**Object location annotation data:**
↓
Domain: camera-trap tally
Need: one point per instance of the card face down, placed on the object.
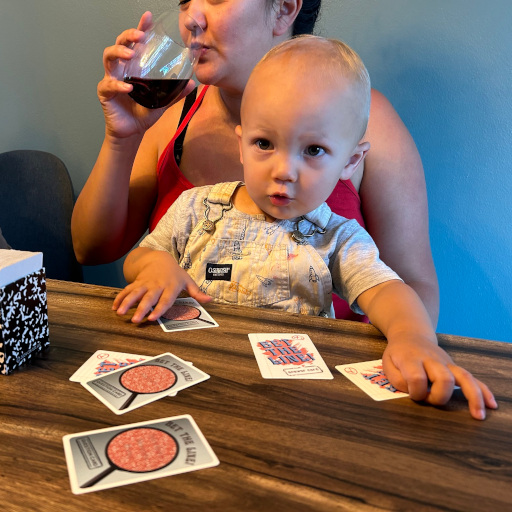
(115, 456)
(186, 314)
(369, 376)
(288, 356)
(141, 383)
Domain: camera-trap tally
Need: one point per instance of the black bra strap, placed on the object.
(178, 143)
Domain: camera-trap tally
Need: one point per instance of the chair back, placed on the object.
(36, 203)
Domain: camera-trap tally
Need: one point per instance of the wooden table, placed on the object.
(316, 445)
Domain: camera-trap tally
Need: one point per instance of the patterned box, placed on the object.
(23, 308)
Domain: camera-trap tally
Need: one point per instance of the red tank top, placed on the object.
(344, 199)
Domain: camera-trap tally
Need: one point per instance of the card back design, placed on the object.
(288, 356)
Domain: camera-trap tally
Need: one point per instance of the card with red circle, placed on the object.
(141, 383)
(369, 376)
(122, 455)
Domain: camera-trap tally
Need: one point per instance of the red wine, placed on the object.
(155, 93)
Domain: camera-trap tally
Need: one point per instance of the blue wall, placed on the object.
(446, 66)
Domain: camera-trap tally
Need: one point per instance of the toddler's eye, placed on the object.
(315, 150)
(263, 144)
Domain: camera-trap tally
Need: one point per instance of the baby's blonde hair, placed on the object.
(328, 58)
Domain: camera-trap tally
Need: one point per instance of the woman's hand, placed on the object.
(123, 116)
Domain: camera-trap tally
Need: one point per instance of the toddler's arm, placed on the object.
(156, 278)
(413, 360)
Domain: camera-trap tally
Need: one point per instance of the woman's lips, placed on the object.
(278, 200)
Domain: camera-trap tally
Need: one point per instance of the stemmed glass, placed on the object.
(164, 62)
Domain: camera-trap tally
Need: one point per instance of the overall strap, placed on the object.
(221, 193)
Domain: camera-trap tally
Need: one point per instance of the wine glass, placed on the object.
(164, 62)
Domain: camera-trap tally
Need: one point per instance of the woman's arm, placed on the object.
(394, 202)
(113, 209)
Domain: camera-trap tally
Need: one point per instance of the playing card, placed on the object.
(104, 361)
(141, 383)
(110, 457)
(288, 356)
(186, 314)
(370, 377)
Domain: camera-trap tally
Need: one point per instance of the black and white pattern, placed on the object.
(23, 321)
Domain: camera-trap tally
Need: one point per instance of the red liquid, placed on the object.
(151, 93)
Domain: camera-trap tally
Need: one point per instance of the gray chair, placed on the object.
(36, 202)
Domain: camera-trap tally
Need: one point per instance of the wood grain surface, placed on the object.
(305, 445)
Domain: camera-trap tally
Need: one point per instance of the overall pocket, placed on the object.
(243, 273)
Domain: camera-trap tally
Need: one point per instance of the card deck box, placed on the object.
(23, 308)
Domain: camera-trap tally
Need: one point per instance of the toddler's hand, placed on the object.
(412, 366)
(160, 283)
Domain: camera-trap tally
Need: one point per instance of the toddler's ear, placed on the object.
(353, 162)
(238, 131)
(285, 15)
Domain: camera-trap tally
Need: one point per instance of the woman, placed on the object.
(135, 176)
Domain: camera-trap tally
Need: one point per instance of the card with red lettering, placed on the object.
(104, 361)
(122, 455)
(288, 356)
(370, 377)
(141, 383)
(186, 314)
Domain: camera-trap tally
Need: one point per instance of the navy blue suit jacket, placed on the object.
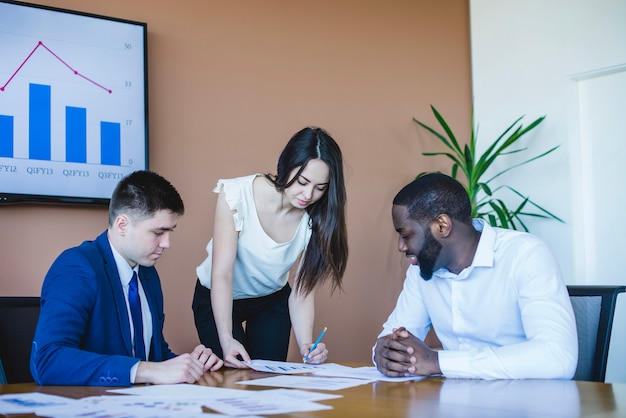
↑
**Work instructions:** Quote every record above exactly, omitting any pictures they contain.

**Task response:**
Domain: camera-trap tally
Need: one point per instance of the card face down, placed on the object.
(115, 456)
(186, 314)
(369, 376)
(288, 356)
(141, 383)
Domain: camera-trap tally
Need: one point per instance of the black bra strap, placed on the object.
(178, 143)
Domain: camera-trap tally
Need: one point per instance of the chair back, placed on the object.
(36, 203)
Domain: camera-trap tally
Need: one point per instance of the wooden table, placed on the object.
(316, 445)
Domain: camera-trap tally
Need: one point per instance of the patterned box, placed on the object.
(23, 308)
Domain: camera-trap tally
Need: one point per instance of the red tank top, placed on the object.
(344, 199)
Domain: camera-trap tally
Need: one point per instance of the card back design, placed on the object.
(288, 356)
Domain: camera-trap tally
Need: one point per instance of the card with red circle, placed on the object.
(141, 383)
(369, 376)
(122, 455)
Domain: camera-trap tally
Need: one point per instance of the red wine, placed on the object.
(155, 93)
Domain: camera-trap tally
Need: one point per instance of the blue wall, placed on the object.
(446, 66)
Domain: camera-trap tally
Need: one point per instance of the toddler's eye, placed on the object.
(315, 150)
(263, 144)
Domain: camera-trap tally
Need: one point per instance of the baby's blonde hair, placed on the object.
(328, 58)
Domain: camera-trap tally
Need: one point per instance of the woman's hand, placed on the object.
(123, 116)
Domain: camera-trap tally
Need: one point per instance of the toddler's arm, placed on the object.
(156, 278)
(413, 360)
Domain: camera-trap tally
Need: one point per instance of the woman's lips, placed on the object.
(278, 200)
Domain: camera-trap tally
Need: one point per instance of the stemmed glass, placed on the object.
(164, 62)
Domain: camera-trap tally
Need: one point per instance of the overall strap, placed on the object.
(221, 193)
Domain: camera-trap tally
Need: one point per instance of the wine glass, placed on the object.
(164, 62)
Domain: camera-trap tally
Need: one point per instance of the woman's arm, placed on the object.
(394, 202)
(113, 209)
Domain: camera-trap tally
Need: one point per instance of the playing card, placed on the object.
(104, 361)
(141, 383)
(110, 457)
(288, 356)
(186, 314)
(370, 377)
Domain: camera-trap tally
Need: one point per instance of the black and white pattern, placed on the object.
(23, 321)
Domain: camera-trap tally
Need: one point per instance of the red liquid, placed on the object.
(151, 93)
Domain: camera-trap tally
Need: one point per instance of the gray chair, placed on the object.
(36, 202)
Domain: camera-trap tally
Need: one point per instance of the wood grain surface, placed on the object.
(305, 445)
Domain: camera-trap tally
Need: one point per instance of the overall pocket, placed on the object.
(243, 273)
Domain: camera-trap tally
Need: one point per instance of the card deck box, placed on the object.
(23, 308)
Domain: camera-trap tally
Need: one point per instance of the toddler's hand, placed on the object.
(412, 366)
(160, 283)
Domain: camera-trap tally
Need: one point per instance of the toddler's ear, placed on the object.
(353, 162)
(238, 131)
(285, 15)
Domain: camera-trap tally
Need: one point per instance of the woman, placed on the object.
(135, 176)
Domain: camera-trap tally
Need: one point per instance of the card with red lettering, placed on the object.
(104, 361)
(122, 455)
(288, 356)
(370, 377)
(141, 383)
(186, 314)
Domain: camera-trap tally
Need: one point per instance of the navy blue suit jacket, placed on the object.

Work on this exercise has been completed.